[Objective]: Count the lines in the rows below that contain the string "work". Case counts. Give only the number.

* start *

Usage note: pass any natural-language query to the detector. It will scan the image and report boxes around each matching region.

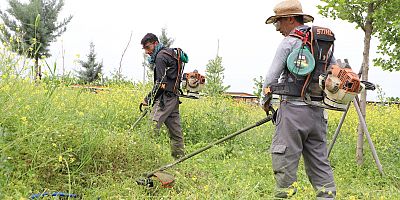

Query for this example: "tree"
[253,76,264,99]
[204,55,230,96]
[318,0,400,164]
[158,28,175,48]
[78,42,103,83]
[0,0,72,79]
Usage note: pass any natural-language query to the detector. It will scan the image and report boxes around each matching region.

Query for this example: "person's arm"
[260,37,296,106]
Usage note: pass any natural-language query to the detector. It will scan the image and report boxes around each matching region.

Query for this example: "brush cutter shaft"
[146,115,272,177]
[131,109,149,129]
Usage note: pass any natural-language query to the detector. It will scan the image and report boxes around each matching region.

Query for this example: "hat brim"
[265,13,314,24]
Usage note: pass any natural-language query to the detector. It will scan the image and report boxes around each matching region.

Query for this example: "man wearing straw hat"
[261,0,336,199]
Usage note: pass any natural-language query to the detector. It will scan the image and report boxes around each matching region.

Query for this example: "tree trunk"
[356,3,374,165]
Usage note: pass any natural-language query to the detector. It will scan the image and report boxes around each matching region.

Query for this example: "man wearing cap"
[140,33,185,159]
[261,0,336,199]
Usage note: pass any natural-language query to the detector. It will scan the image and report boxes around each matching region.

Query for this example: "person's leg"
[303,108,336,199]
[271,101,303,198]
[165,97,185,159]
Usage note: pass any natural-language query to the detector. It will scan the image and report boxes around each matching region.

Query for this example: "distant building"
[225,92,258,104]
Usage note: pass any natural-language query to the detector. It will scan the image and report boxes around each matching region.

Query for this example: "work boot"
[274,186,297,199]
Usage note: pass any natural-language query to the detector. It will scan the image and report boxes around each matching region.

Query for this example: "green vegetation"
[0,75,400,199]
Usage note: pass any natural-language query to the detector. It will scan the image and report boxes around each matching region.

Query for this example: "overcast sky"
[0,0,400,99]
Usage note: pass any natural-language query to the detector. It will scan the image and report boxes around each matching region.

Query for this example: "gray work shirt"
[260,26,336,105]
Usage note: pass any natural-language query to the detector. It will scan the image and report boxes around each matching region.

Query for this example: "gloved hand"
[262,99,274,115]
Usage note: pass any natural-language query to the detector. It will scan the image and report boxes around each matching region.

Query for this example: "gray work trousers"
[151,94,185,159]
[271,101,336,199]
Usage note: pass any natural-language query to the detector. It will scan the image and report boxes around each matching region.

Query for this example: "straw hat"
[265,0,314,24]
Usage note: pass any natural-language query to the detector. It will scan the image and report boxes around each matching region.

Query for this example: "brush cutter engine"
[319,65,365,109]
[182,70,206,99]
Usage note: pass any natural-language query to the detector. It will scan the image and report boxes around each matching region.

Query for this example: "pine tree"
[0,0,72,79]
[204,55,230,96]
[78,42,103,83]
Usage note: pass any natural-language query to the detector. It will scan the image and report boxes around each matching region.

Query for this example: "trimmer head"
[136,171,175,188]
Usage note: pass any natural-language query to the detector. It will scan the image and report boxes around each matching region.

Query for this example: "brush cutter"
[136,112,273,187]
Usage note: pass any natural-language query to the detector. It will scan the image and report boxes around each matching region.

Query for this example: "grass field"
[0,77,400,199]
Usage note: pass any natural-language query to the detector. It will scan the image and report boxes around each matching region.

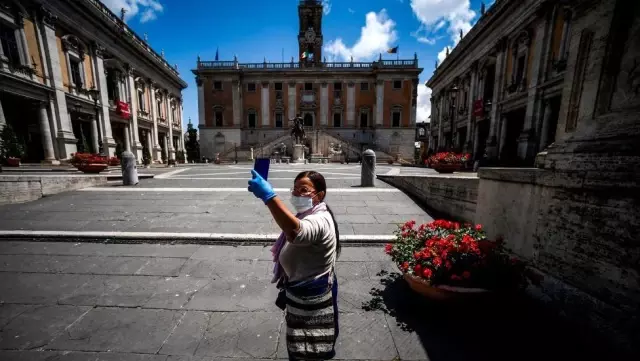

* end *

[Solution]: 3